(OBJECTIVE A) Filter the rows below and copy each line that contains the word "please".

(GIVEN TEXT)
§ §

Rochelle Majer Krich (born 1947) is a writer of mystery novels and winner of an Anthony Award and the Mary Higgins Clark Award.

Biography
Krich was born in Bayreuth, Germany but emigrated to the United States in 1951, moving to Los Angeles in 1960. Her parents were survivors of the Holocaust who met after the war, her father's first wife and daughters having been murdered in the camps.  She graduated in English from Stern College for Women and met her husband while studying for a master's at UCLA. She is married with six children and taught in an orthodox Jewish high school in Los Angeles for many years.

Her first published novel Where's Mommy Now? won the Anthony Award for best paperback original and was adapted into film in 1995 as Perfect Alibi, starring Teri Garr, Hector Elizondo, and Kathleen Quinlan.

Her first series is set in Los Angeles and concerns Jessie Drake, a divorced homicide detective who has a difficult relationship with her mother and sisters. In the second novel, Angel of Death, Jessie unexpectedly discovers that her mother is Jewish and that family members were murdered in the Holocaust. Her second series features Molly Blume, from an orthodox Jewish family.

Bibliography

Jessie Drake series
 Fair Game (Mysterious Press, 1993). 
 Angel of Death (Mysterious Press, 1994). 
 Blood Money (Avon Twilight, 1999). 
 Dead Air (Avon Twilight, 2000). 
 Shadows of Sin (William Morrow, 2001).

Molly Blume series
 Blues in the Night (Ballantine Books, 2002).

§ §

Entries drawn from a collection:
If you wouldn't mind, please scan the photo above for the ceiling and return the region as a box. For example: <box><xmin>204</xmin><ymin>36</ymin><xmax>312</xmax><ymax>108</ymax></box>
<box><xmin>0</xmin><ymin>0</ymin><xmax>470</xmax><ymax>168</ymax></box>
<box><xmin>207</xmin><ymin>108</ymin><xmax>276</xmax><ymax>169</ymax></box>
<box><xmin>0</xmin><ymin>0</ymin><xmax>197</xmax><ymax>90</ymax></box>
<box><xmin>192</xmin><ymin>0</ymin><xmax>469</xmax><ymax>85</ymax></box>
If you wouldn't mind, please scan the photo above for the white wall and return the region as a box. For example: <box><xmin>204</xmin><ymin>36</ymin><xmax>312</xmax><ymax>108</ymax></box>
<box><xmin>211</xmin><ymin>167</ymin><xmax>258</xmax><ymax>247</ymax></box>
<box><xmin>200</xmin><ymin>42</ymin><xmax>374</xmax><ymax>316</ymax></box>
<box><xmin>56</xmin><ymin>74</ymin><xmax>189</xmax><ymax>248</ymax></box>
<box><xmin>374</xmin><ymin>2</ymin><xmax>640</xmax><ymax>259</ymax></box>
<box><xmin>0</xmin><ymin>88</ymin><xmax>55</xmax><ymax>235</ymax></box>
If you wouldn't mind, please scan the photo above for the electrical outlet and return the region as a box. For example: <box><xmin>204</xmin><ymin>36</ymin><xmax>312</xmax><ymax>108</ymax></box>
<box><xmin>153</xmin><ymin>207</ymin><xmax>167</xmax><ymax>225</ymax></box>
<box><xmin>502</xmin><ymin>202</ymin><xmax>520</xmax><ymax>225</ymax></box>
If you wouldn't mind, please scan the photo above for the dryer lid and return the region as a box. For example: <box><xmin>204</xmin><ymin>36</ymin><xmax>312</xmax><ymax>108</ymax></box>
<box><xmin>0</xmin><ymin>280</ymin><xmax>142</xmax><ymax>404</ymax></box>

§ §

(OBJECTIVE B) From the biography of Rochelle Majer Krich above, extract the passage starting at "Her first published" and ending at "(Mysterious Press, 1993).".

(FULL SOLUTION A)
If you wouldn't mind, please scan the photo above for the ceiling and return the region as a box. For example: <box><xmin>204</xmin><ymin>36</ymin><xmax>312</xmax><ymax>108</ymax></box>
If you wouldn't mind, please scan the photo above for the white wall and return the region as a box. For example: <box><xmin>204</xmin><ymin>36</ymin><xmax>312</xmax><ymax>108</ymax></box>
If you wouldn't mind, please scan the photo above for the electrical outlet and return the region as a box. For example: <box><xmin>204</xmin><ymin>36</ymin><xmax>312</xmax><ymax>108</ymax></box>
If you wouldn't mind, please scan the photo above for the dryer lid and return the region as a box. For example: <box><xmin>204</xmin><ymin>36</ymin><xmax>312</xmax><ymax>108</ymax></box>

(FULL SOLUTION B)
Her first published novel Where's Mommy Now? won the Anthony Award for best paperback original and was adapted into film in 1995 as Perfect Alibi, starring Teri Garr, Hector Elizondo, and Kathleen Quinlan.

Her first series is set in Los Angeles and concerns Jessie Drake, a divorced homicide detective who has a difficult relationship with her mother and sisters. In the second novel, Angel of Death, Jessie unexpectedly discovers that her mother is Jewish and that family members were murdered in the Holocaust. Her second series features Molly Blume, from an orthodox Jewish family.

Bibliography

Jessie Drake series
 Fair Game (Mysterious Press, 1993).